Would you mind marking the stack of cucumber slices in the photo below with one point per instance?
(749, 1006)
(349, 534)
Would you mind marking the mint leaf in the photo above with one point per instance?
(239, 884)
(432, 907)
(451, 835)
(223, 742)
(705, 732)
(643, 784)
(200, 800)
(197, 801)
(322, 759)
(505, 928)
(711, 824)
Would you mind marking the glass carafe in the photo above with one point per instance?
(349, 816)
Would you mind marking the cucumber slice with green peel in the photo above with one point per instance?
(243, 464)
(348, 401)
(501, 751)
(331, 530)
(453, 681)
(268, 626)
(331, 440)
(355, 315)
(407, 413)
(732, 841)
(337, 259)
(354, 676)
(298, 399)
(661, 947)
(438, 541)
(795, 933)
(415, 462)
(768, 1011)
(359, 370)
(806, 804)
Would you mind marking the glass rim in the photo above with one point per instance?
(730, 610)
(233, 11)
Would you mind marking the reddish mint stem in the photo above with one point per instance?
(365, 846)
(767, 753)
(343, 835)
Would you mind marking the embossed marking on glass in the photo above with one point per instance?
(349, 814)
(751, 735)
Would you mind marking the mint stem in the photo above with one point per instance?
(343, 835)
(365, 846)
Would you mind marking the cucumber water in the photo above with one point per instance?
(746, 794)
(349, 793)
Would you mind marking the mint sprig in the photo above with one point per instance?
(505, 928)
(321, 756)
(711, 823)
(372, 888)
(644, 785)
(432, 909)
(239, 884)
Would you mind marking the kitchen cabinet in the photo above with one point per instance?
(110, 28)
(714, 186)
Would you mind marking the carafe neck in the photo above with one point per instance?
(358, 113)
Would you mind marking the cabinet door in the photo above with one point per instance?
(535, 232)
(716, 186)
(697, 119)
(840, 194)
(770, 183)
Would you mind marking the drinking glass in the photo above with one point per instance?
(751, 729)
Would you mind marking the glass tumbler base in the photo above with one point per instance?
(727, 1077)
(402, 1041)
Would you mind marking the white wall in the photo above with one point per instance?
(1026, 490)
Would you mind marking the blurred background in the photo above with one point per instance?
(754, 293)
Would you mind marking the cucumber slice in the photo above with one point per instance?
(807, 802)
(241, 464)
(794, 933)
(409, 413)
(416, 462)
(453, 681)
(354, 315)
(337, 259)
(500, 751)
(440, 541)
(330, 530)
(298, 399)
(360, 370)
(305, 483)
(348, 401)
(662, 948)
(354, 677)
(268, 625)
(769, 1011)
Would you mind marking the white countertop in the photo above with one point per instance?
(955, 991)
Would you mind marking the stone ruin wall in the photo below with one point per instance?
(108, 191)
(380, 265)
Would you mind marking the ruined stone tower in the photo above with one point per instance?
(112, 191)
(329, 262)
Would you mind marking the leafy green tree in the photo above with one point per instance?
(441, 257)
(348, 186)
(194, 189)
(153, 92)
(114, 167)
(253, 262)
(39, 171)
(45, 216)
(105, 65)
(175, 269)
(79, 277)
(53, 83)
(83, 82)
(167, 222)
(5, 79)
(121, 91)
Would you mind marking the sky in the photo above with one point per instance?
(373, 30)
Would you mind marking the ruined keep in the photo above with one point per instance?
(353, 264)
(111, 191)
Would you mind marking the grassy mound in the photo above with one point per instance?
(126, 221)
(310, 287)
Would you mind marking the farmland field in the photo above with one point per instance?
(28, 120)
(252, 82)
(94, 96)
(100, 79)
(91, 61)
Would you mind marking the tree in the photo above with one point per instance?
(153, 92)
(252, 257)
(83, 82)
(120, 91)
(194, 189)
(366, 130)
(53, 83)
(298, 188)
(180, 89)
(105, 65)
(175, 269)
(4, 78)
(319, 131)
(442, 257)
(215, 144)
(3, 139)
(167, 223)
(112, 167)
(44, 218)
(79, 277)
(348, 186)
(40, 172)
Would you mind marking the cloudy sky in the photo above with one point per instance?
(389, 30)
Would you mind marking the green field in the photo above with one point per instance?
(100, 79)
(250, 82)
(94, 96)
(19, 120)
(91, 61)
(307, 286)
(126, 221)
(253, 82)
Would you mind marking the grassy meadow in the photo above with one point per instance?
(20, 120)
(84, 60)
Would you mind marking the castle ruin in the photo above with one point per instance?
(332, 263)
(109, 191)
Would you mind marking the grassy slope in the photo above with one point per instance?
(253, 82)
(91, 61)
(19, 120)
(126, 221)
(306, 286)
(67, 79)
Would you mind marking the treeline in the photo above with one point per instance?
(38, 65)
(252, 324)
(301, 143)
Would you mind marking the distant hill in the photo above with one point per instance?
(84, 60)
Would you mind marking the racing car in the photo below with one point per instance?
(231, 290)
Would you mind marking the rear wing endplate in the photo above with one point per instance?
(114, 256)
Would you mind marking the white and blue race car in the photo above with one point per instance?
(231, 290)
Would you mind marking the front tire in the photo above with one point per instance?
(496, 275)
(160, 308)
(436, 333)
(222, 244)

* [Action item] Write out the listing exactly, keeping every character.

* [Task answer]
Would you mind marking the stack of cucumber slices in the photo below with one point per instance?
(749, 1006)
(349, 534)
Would you mind marking the mint leaf in the photo above with one point per instance?
(239, 884)
(432, 907)
(451, 835)
(223, 742)
(705, 732)
(643, 784)
(200, 800)
(197, 801)
(322, 759)
(505, 928)
(711, 824)
Would you mind marking the glass carafe in the photo above with one point per instance?
(349, 816)
Would you mind marking the cucumber slice with green peel in the photo above with one point per instance?
(243, 464)
(348, 401)
(501, 751)
(331, 530)
(453, 681)
(268, 626)
(331, 440)
(355, 315)
(407, 413)
(732, 841)
(337, 259)
(354, 676)
(298, 399)
(661, 947)
(438, 541)
(795, 933)
(415, 462)
(768, 1011)
(359, 370)
(806, 804)
Would you mind marking the glass rim in the photo above with one point per instance?
(730, 610)
(233, 11)
Would you mind marking the reddish mint stem in the photo above with one point per instance?
(365, 846)
(767, 753)
(343, 835)
Would you mind marking the embossed marking on glass in the photo above with one point per instance?
(349, 814)
(751, 735)
Would you mind marking the mint stem in the photo above with one point per instance?
(343, 835)
(365, 846)
Would you mind marking the cucumber water in the photo above with one point per instance?
(746, 794)
(349, 793)
Would you mind marking the mint sprig in the photo above with one point per instance?
(505, 928)
(321, 756)
(711, 823)
(372, 888)
(644, 785)
(432, 909)
(239, 884)
Would you mind marking the kitchen cabinet in the photo above with one point per instance?
(110, 28)
(714, 186)
Would you mind marking the carafe neck in the photo above with one point per instance?
(358, 113)
Would you mind marking the cabinet door in the photo above with one point per instance?
(535, 232)
(716, 186)
(697, 119)
(840, 194)
(770, 183)
Would you mind marking the drinking glass in the photo above with one point per instance?
(751, 729)
Would you mind marking the glass tumbler base in the photo above with one point per instance?
(727, 1077)
(402, 1041)
Would you mind marking the white wall in the photo above with one point per instance?
(1026, 490)
Would you mind marking the blurred background in the photo above with one point per instance?
(754, 293)
Would you mind marking the cucumber slice in the photo above with one point per instance?
(807, 802)
(241, 464)
(794, 933)
(409, 413)
(416, 462)
(453, 681)
(354, 315)
(337, 259)
(500, 751)
(440, 541)
(330, 530)
(298, 399)
(360, 370)
(305, 483)
(348, 401)
(662, 948)
(354, 677)
(268, 625)
(769, 1011)
Would you mind marking the white countertop in the photo above with one point per instance?
(955, 991)
Would you mind marking the stone ruin wall in the photo below with one point per instance?
(108, 191)
(380, 265)
Would you mind marking the ruined stone tower in the photo above with one point per instance?
(112, 191)
(329, 262)
Would you mind marking the leafy green tree in the photo above with one point per instance?
(441, 257)
(348, 186)
(194, 189)
(153, 92)
(114, 167)
(253, 262)
(39, 171)
(45, 216)
(105, 65)
(175, 269)
(79, 277)
(53, 83)
(83, 82)
(167, 222)
(5, 79)
(121, 91)
Would you mind marking the sky in the photo above with one point per instance?
(373, 30)
Would you mind marking the ruined keep in the photo above with one point per instance?
(353, 264)
(111, 191)
Would you mind marking the grassy mound in the photo above with one point per instance?
(126, 221)
(310, 287)
Would you mind marking the farmland field in the photo above with one point per instance?
(28, 120)
(252, 82)
(94, 96)
(100, 79)
(91, 61)
Would you mind marking the tree in the photo above with one point per instance?
(153, 92)
(252, 257)
(83, 82)
(120, 91)
(194, 189)
(366, 130)
(53, 83)
(298, 188)
(180, 89)
(105, 65)
(175, 269)
(4, 78)
(319, 131)
(442, 257)
(215, 144)
(3, 139)
(167, 223)
(112, 167)
(44, 218)
(79, 277)
(348, 186)
(40, 172)
Would you mind marking the cloudy sky in the photo above with one point per instance?
(389, 30)
Would you mind marking the green field in the photo above with one point per instance?
(100, 79)
(250, 82)
(94, 96)
(19, 120)
(91, 61)
(307, 286)
(126, 221)
(253, 82)
Would you mind marking the grassy meadow in the photo above with one point per instance?
(20, 120)
(84, 60)
Would you mind marking the castle ruin in the photo above with one point per instance?
(332, 263)
(109, 191)
Would you mind marking the grassy slope in the photo above with one point per instance?
(253, 82)
(91, 61)
(19, 120)
(126, 221)
(306, 286)
(67, 79)
Would you mind marking the treeline in the photo above with one point per instance?
(38, 65)
(252, 324)
(301, 143)
Would you mind marking the distant hill in the photo above with one point per instance?
(84, 60)
Would you mind marking the racing car in the photo below with one point per instance?
(231, 290)
Would you mind marking the rear wing endplate in the photo above with one point per instance?
(114, 256)
Would you mind marking the white and blue race car in the photo above with one point per instance?
(231, 290)
Would you mind marking the front tire in the photo above with one point per instance?
(496, 275)
(160, 308)
(436, 333)
(222, 244)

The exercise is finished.